Position identification records:
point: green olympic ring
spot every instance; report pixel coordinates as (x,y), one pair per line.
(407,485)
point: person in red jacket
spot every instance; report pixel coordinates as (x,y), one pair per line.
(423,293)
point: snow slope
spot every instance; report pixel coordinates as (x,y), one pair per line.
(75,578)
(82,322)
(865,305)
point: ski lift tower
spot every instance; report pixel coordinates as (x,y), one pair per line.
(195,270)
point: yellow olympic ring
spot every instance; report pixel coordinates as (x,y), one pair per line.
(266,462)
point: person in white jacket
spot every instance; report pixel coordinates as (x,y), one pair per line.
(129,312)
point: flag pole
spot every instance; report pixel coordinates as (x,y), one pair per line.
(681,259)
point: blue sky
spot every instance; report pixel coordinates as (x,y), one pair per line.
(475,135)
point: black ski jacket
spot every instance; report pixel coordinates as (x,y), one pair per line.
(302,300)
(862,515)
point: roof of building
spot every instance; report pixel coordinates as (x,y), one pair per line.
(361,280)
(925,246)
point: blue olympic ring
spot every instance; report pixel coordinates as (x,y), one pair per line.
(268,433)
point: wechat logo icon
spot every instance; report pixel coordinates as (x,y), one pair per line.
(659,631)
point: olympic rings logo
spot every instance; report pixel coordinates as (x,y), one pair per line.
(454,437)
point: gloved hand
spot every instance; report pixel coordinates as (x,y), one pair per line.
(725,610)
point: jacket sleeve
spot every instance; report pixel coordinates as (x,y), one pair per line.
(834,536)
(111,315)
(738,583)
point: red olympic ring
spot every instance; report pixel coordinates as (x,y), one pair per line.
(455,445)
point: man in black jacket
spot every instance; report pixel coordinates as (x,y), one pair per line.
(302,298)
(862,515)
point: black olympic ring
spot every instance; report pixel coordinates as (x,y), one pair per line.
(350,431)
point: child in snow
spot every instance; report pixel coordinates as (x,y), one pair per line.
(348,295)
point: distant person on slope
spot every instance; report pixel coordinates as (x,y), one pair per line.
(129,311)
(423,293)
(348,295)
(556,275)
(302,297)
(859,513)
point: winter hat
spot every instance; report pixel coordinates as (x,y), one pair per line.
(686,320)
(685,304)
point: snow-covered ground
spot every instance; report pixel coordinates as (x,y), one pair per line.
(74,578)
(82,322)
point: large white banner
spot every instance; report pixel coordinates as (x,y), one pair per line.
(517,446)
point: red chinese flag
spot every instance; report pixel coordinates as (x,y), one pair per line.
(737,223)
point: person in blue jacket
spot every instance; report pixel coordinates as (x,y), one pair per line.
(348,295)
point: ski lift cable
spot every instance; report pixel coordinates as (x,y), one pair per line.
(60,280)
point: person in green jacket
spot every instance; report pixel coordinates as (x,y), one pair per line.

*DIRECTION:*
Give the material above again, word for word.

*WORKED SOLUTION:*
point: green olympic ring
spot every instance; report pixel coordinates as (x,y), one pair per line.
(407,485)
point: person in red jacket
spot every instance; report pixel coordinates as (x,y), one pair per line.
(423,293)
point: snow slope
spot every instance; report pixel coordinates as (x,y), one pair per line.
(75,578)
(82,322)
(865,305)
point: ski lift tower
spot every instance; report pixel coordinates as (x,y), one pair per line.
(195,270)
point: yellow olympic ring
spot every instance; report pixel coordinates as (x,y), one pair per line.
(266,462)
point: person in white jacket
spot every instance; report pixel coordinates as (x,y), one pair per line.
(129,312)
point: flag pole
spot every instance; report pixel coordinates as (x,y), one pair per line.
(681,259)
point: blue sky
spot every instance; report pixel coordinates as (x,y), one pair per line.
(475,135)
point: black ski jacket
spot every instance; report pixel coordinates as (x,y), one pair per line.
(302,300)
(862,515)
point: roof of building
spot every instance; report pixel coordinates as (x,y), one pair per line.
(361,280)
(925,246)
point: blue olympic ring
spot every instance; report pixel coordinates as (x,y), one pair per line.
(268,433)
point: wechat logo icon
spot every instance; report pixel coordinates as (x,y), one pair per line.
(659,631)
point: olympic rings logo
spot every instance; report pixel coordinates as (x,y), one pair per line.
(454,437)
point: gloved hand
spot every instance; report pixel coordinates as (x,y), one pair per line.
(725,610)
point: jacket sleeve
spot every instance; report pixel coordinates as (x,y), one pair per line.
(834,536)
(111,315)
(738,583)
point: red olympic ring
spot every instance; report pixel coordinates as (x,y), one pair per line.
(455,445)
point: man in black jacket
spot every instance; report pixel coordinates as (x,y), one pair per line.
(302,298)
(862,515)
point: black olympic ring
spot every instance; report pixel coordinates as (x,y), one pair per line.
(350,431)
point: child in snow
spot every instance; report pixel coordinates as (x,y), one pair per line.
(348,295)
point: distant person on slope
spot every instance; report pixel coordinates as (x,y), one pair per line.
(129,311)
(423,293)
(348,295)
(556,275)
(302,297)
(859,513)
point: winter hat
spot every instance; report pixel coordinates as (x,y), one pair per line.
(686,320)
(685,304)
point: snow-covered ground
spot every instance; report pixel coordinates as (x,y), one pair per line.
(74,578)
(82,322)
point: large white banner
spot every instance; report pixel coordinates as (x,y), one pair per line.
(517,446)
point: red chinese flag
spot every instance; report pixel coordinates as (x,y), one pair per line.
(737,223)
point: person in blue jacket
spot every instance; report pixel coordinates as (x,y), one pair per line.
(348,295)
point: ski lift cable
spot every instance; report pixel coordinates as (x,y), one pair per line.
(60,280)
point: person in green jacket
spot every instance; report pixel coordinates as (x,y), one pair per line.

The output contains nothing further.